Provided material:
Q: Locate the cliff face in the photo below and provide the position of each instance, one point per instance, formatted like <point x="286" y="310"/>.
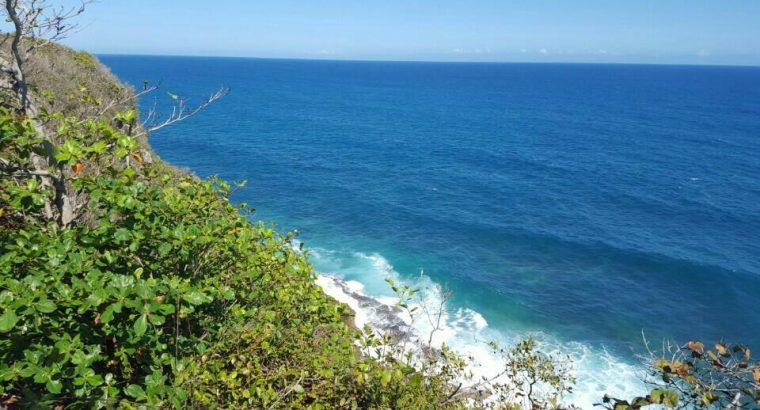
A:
<point x="158" y="292"/>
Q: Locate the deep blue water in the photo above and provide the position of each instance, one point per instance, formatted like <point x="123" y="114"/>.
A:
<point x="586" y="202"/>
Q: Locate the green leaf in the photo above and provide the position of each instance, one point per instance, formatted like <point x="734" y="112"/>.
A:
<point x="164" y="249"/>
<point x="54" y="386"/>
<point x="195" y="297"/>
<point x="7" y="321"/>
<point x="45" y="306"/>
<point x="141" y="325"/>
<point x="135" y="391"/>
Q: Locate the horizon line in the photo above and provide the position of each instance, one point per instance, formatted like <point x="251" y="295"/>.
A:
<point x="359" y="60"/>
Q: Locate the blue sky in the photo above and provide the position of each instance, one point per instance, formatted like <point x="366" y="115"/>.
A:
<point x="646" y="31"/>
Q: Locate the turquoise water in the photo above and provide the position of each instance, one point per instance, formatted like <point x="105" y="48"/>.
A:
<point x="585" y="203"/>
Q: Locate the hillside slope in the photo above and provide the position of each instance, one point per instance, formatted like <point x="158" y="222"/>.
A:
<point x="159" y="292"/>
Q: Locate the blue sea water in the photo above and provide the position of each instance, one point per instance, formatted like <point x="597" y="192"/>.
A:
<point x="584" y="203"/>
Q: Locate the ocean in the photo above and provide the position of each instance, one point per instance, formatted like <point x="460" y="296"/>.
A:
<point x="585" y="204"/>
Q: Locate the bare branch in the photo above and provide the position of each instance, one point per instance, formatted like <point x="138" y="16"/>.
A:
<point x="181" y="112"/>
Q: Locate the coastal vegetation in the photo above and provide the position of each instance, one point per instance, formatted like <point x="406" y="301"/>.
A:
<point x="126" y="283"/>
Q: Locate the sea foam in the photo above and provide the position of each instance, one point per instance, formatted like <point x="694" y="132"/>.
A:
<point x="359" y="280"/>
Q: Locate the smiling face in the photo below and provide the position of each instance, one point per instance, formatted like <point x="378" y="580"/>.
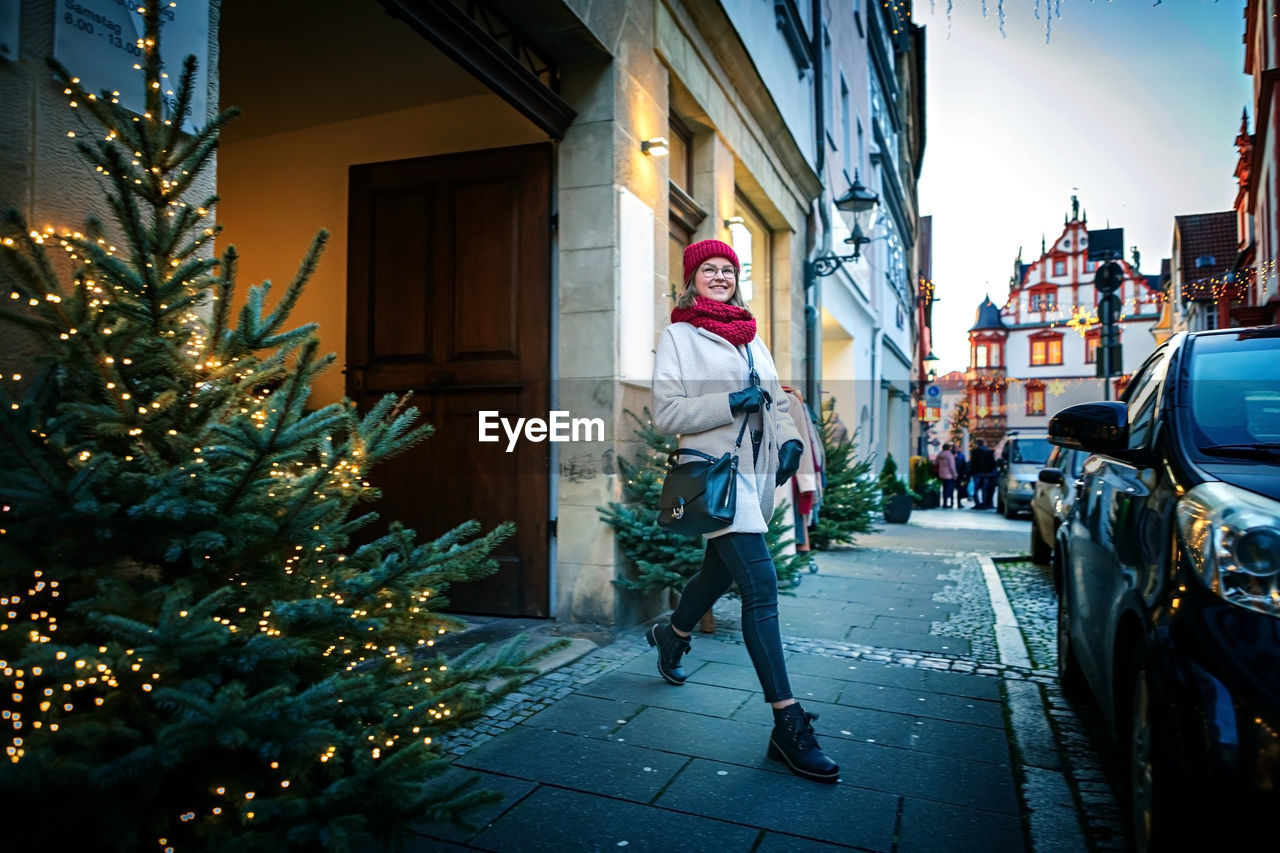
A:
<point x="722" y="281"/>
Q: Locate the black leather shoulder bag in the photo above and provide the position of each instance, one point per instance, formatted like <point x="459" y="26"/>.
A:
<point x="702" y="496"/>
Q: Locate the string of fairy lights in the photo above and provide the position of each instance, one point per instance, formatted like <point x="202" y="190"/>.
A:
<point x="77" y="679"/>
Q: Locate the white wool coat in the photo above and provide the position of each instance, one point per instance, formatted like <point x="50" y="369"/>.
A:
<point x="694" y="373"/>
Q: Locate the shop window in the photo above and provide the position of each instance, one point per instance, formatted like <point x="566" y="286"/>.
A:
<point x="679" y="160"/>
<point x="1034" y="397"/>
<point x="1092" y="338"/>
<point x="752" y="238"/>
<point x="1047" y="350"/>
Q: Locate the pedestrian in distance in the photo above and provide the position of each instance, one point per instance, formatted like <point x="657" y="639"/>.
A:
<point x="946" y="463"/>
<point x="982" y="469"/>
<point x="703" y="384"/>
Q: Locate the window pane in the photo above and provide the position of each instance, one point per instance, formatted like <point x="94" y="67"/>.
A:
<point x="677" y="162"/>
<point x="750" y="240"/>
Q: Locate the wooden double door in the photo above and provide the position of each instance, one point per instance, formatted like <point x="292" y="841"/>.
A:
<point x="448" y="296"/>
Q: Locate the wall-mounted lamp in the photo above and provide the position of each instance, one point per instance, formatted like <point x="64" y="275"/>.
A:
<point x="656" y="147"/>
<point x="862" y="203"/>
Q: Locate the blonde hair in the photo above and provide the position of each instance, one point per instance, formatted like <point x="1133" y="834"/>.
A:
<point x="686" y="297"/>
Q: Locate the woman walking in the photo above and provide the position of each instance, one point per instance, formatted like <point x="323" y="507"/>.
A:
<point x="709" y="373"/>
<point x="946" y="463"/>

Exercise goal:
Copy the listing exactly. Any image in it stays out of the copy.

Completed exercise:
Q: Locate the cliff face in the photo below and provide the position of each instance, one point per instance, formatted like <point x="286" y="310"/>.
A:
<point x="158" y="292"/>
Q: Locate the deep blue water in the photo above and provide the position of each instance, one point per instance, formatted like <point x="123" y="114"/>.
A:
<point x="586" y="202"/>
Q: Locate the green leaf in the photo above and provide the position of each instance, one point per instance, formatted like <point x="734" y="112"/>.
A:
<point x="164" y="249"/>
<point x="54" y="386"/>
<point x="195" y="297"/>
<point x="7" y="321"/>
<point x="45" y="306"/>
<point x="141" y="325"/>
<point x="135" y="391"/>
Q: Locate the horizon line in the photo above and provide the position of each instance, one point per instance, formatted like <point x="251" y="295"/>.
A:
<point x="359" y="60"/>
Q: Locate the blue sky in the photo above and provide the position of each instance, one point per instance, formatted like <point x="366" y="115"/>.
A:
<point x="646" y="31"/>
Q: Locate the turquoise water in the photo above and provide the position of each instance, one point per instance, formatted like <point x="105" y="48"/>.
A:
<point x="585" y="203"/>
Q: Locate the hillside slope in the photo above and provide the position of each instance, one point per instance, formatted like <point x="158" y="222"/>.
A:
<point x="159" y="292"/>
Q: Locate the blue sea water in the photo above and provide the position of each instance, one point per instance, formatted like <point x="597" y="192"/>.
A:
<point x="584" y="203"/>
Q: Locate the ocean in the photo above and provide the position of each instance, one point per instance, formatted like <point x="460" y="296"/>.
A:
<point x="585" y="204"/>
Q: Locate the bare branch in the photo above and provide the position of each instance, one point per instance, formatted like <point x="138" y="16"/>.
A:
<point x="181" y="112"/>
Q: Locate the coastal vegetation in the photo above and provide the position of each instance, one point per instance, formatted like <point x="406" y="301"/>.
A:
<point x="126" y="283"/>
Q: Locate the sea foam in the photo above and provide the position of each instance, one point per instance, formatted like <point x="694" y="132"/>.
A:
<point x="359" y="280"/>
Q: Locate the smiling face in the photo below and provide the position of each instance, one point per instance, formatted like <point x="378" y="580"/>.
A:
<point x="722" y="281"/>
Q: Locate the black leather shoulder bag in the photo above and provide the position of each instance, one point per instance, formatted like <point x="459" y="26"/>.
A:
<point x="702" y="496"/>
Q: Locate the string of fairy lights in the photo above and provide the position of each instance, one point per instance, formatted like <point x="202" y="190"/>.
A:
<point x="77" y="679"/>
Q: Locate the white wool coat in the photo above and provide the position of each instance, one point per instance, formatted like <point x="50" y="369"/>.
A:
<point x="694" y="373"/>
Q: Locate the shop window in the photo above and provide the position of each instance, one point per instance, formatted like <point x="566" y="286"/>.
A:
<point x="679" y="160"/>
<point x="1034" y="397"/>
<point x="1092" y="338"/>
<point x="752" y="238"/>
<point x="1047" y="350"/>
Q: Locate the pedestrian in distance in the photo above and provide the position of each instance, one point per instance, formatted like <point x="657" y="639"/>.
A:
<point x="946" y="463"/>
<point x="982" y="469"/>
<point x="703" y="384"/>
Q: Locate the window pane in the photo above and provide the position of each instance, one point per instance, formatted like <point x="94" y="67"/>.
A:
<point x="677" y="162"/>
<point x="750" y="240"/>
Q: Locate the wooden double door in the photo above and provide the position of each instance, one point per instance, formatted like <point x="292" y="841"/>.
A:
<point x="448" y="296"/>
Q: Locate the wall-mounted lamp in the photo above and provide the position of each instance, one point per instance, formatted like <point x="64" y="275"/>.
A:
<point x="656" y="147"/>
<point x="862" y="203"/>
Q: Locate the blonde hair in the photo above and provide the position of each instance, one point per instance, formatted like <point x="1133" y="834"/>.
A:
<point x="686" y="297"/>
Q: Locate the woman walking in the photo above and provide the position of each instance, one point per instance, formatted like <point x="323" y="507"/>.
A:
<point x="709" y="373"/>
<point x="946" y="463"/>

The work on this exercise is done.